SOURCE RECORDS
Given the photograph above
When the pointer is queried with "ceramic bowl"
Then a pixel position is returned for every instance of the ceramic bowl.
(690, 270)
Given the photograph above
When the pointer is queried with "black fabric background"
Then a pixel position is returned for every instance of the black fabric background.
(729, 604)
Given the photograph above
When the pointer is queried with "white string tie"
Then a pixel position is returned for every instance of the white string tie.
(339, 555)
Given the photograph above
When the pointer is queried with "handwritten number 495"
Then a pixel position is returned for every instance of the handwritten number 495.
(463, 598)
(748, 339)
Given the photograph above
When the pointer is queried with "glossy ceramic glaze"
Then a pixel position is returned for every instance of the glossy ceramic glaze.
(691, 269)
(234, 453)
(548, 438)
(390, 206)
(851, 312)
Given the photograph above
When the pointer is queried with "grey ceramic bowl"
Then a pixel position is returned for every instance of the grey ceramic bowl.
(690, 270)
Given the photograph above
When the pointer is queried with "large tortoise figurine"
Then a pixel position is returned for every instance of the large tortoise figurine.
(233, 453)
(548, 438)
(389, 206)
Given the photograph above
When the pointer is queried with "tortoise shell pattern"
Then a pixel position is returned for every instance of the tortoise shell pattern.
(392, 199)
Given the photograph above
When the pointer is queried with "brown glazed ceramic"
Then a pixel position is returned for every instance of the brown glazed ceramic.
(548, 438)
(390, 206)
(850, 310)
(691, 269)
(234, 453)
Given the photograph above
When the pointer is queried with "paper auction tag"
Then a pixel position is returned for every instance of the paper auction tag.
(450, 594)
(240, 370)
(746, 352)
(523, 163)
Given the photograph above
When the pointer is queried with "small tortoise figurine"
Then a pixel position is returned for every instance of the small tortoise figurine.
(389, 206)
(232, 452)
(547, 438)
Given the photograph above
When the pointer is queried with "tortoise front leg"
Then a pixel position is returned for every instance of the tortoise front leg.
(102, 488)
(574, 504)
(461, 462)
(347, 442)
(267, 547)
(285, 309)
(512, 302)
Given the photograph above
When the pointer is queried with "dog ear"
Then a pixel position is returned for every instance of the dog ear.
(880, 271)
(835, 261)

REQUIRED WORK
Repeat the records exactly, including every line.

ANSWER TO THE TASK
Given the photograph above
When the pointer is queried with "ceramic bowl"
Then a pixel position is returned for every instance of the ceramic bowl.
(690, 270)
Given the photograph above
When the pointer is queried with "black fabric background"
Then a pixel position is returned for every instance of the black fabric background.
(729, 604)
Given the photograph above
When the pointer is queried with "white string tie"
Then a pixel position is returned for every instance of the white string tie.
(339, 555)
Given the photograph above
When the pointer is queried with "handwritten number 495"
Then a pixel position is returned for every instance of the handwritten number 495.
(463, 598)
(748, 339)
Given the photograph above
When the pointer is queried with "glossy ceramic glaze"
Then a pixel position is returned for every instance of the glossy ceramic glaze.
(691, 269)
(234, 453)
(548, 438)
(390, 206)
(851, 312)
Given the photograph above
When the pointer is queried with "grey ceramic bowl"
Then a pixel position is returned for every instance of the grey ceramic bowl.
(690, 270)
Given the photograph above
When the pointer is queried with "large tortoise figurine"
Then a pixel position is returned for every instance of the large tortoise figurine.
(233, 453)
(548, 438)
(389, 206)
Given the photograph above
When the pointer is queried with "tortoise shell pattern"
Then a pixel position is returned for every instance of the tortoise shell pattern.
(392, 199)
Given the photograph above
When the pointer is queried with "brown glazed ceramic"
Then a pixel position is returned for every instance of the brown glazed ceramic.
(548, 438)
(390, 206)
(850, 310)
(691, 269)
(234, 453)
Given the photograph above
When the pointer is queried with "paper auction tag"
Then a pixel position is returned for every instance of the paper auction tag.
(450, 594)
(240, 370)
(746, 352)
(523, 163)
Given the photograph above
When the pointer is queried with "small tortoise figurine"
Then a pixel position is returned for every instance of the small tortoise figurine.
(389, 206)
(232, 452)
(547, 438)
Given the photograph above
When the pointer is queried with "tortoise front leg"
Then a pixel position is returned for every instance of the tortoise front leg.
(102, 488)
(574, 504)
(461, 462)
(347, 442)
(267, 547)
(285, 309)
(512, 302)
Given the photograph above
When the pointer is queried with "dog ear"
Then a pixel position is returned for every instance of the dog ear.
(880, 271)
(835, 261)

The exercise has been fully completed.